Stored data entries
== Segment start ==
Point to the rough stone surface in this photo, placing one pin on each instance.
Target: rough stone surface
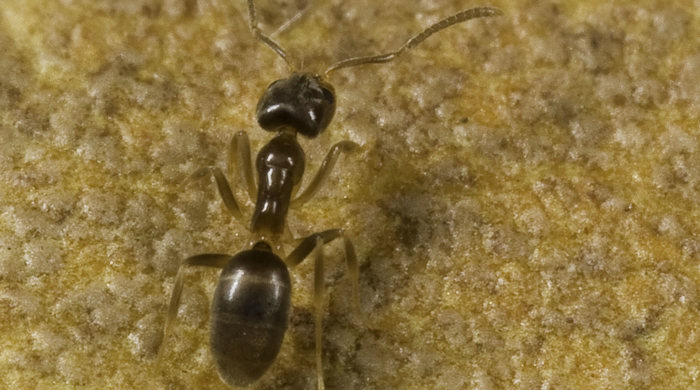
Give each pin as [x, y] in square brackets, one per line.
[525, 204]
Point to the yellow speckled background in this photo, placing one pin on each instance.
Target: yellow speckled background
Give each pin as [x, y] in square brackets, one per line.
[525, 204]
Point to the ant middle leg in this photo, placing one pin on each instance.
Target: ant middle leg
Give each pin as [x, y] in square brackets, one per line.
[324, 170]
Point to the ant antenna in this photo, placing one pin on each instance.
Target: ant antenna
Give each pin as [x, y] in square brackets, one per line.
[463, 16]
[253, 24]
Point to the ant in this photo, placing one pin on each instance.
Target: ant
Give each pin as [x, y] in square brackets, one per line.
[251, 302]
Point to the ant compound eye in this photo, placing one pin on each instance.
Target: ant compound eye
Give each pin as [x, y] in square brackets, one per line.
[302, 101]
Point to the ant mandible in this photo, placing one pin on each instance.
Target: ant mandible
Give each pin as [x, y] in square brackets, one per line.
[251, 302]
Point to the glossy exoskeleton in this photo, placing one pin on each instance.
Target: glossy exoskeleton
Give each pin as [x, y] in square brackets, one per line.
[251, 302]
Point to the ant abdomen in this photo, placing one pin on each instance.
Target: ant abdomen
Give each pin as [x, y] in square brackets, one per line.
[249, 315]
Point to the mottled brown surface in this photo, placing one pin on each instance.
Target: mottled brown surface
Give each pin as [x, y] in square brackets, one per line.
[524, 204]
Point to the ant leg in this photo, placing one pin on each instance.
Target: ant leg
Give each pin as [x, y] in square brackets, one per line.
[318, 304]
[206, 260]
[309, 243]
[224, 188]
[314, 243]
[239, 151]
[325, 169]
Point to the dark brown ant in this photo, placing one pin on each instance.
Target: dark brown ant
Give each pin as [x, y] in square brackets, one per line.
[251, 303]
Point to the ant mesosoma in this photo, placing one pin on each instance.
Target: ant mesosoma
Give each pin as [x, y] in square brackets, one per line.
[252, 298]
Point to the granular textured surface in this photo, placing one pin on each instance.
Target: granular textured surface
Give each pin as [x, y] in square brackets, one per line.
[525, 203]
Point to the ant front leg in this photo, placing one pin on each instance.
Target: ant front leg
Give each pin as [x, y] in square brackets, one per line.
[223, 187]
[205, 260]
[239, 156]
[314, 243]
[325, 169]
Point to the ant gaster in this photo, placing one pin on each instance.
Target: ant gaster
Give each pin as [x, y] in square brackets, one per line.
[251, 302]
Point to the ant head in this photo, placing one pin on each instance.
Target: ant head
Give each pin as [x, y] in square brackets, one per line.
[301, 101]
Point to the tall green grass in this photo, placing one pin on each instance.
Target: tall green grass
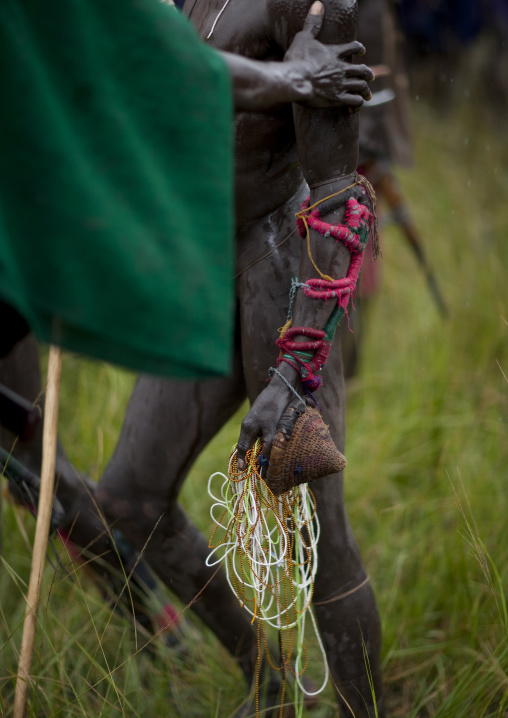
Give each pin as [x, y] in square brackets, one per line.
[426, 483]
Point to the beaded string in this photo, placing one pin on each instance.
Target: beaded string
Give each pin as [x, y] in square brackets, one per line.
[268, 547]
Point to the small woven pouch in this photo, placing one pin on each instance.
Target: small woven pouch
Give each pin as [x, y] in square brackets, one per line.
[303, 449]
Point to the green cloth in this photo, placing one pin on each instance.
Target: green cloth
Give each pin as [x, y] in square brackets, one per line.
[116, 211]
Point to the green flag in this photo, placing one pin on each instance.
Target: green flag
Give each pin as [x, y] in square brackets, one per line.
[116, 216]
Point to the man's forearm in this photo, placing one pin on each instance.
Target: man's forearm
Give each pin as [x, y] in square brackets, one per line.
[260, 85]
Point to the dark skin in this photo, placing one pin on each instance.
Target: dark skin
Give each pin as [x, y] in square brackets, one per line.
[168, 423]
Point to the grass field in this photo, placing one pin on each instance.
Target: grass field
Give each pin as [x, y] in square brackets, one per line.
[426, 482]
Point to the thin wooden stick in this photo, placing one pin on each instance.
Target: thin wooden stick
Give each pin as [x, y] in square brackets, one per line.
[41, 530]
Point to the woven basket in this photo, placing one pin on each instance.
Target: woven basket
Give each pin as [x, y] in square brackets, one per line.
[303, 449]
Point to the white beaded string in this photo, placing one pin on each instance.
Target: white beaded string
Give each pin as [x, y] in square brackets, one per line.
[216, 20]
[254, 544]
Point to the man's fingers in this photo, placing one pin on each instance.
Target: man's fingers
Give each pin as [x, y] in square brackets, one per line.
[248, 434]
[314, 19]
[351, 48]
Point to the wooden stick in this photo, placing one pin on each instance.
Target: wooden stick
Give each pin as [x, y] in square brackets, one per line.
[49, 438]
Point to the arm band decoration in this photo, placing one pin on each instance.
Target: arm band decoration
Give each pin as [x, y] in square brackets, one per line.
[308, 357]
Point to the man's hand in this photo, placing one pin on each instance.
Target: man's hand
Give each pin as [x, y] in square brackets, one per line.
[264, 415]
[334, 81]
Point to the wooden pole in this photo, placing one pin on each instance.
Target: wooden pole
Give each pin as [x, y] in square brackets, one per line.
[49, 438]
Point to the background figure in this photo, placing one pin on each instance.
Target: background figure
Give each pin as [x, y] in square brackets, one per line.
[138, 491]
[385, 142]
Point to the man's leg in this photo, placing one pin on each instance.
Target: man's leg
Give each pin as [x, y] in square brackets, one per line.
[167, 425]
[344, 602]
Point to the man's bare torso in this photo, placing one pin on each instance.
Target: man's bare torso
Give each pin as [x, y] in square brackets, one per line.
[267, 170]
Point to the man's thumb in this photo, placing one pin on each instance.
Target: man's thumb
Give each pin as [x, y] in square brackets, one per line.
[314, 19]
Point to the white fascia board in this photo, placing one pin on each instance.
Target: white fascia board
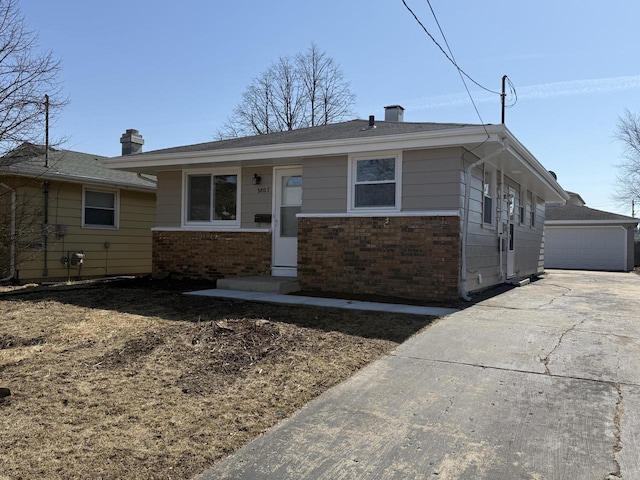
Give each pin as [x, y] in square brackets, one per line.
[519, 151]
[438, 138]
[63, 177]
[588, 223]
== Segment end ==
Print the stretch of the data from the line with "Target: background figure" through its last line, exactly and with both ends kept. Omit pictures.

The answer
Target: background figure
Give each pin as [x, y] in square brackets, one per line.
[138, 491]
[385, 142]
Point to the man's leg in this photo, placing one pin on each instance.
Target: man's leg
Give each pin as [x, y] in square brackets, one per line.
[167, 425]
[344, 602]
Point to the man's bare torso in this photo, placing one pin on each instance.
Target: man's bare torso
Give each pin as [x, y] in square brackets, one per line.
[267, 170]
Point to the man's thumb in this photo, placing one pin on each instance.
Target: man's thumb
Give each pin as [x, y] in square brackets, one per line.
[314, 19]
Point to the white fascia board in this photo, placing one pin on each instance.
Target: white fascia board
Give each pin as [x, y] in square brackets, one per line.
[519, 151]
[438, 138]
[63, 177]
[588, 223]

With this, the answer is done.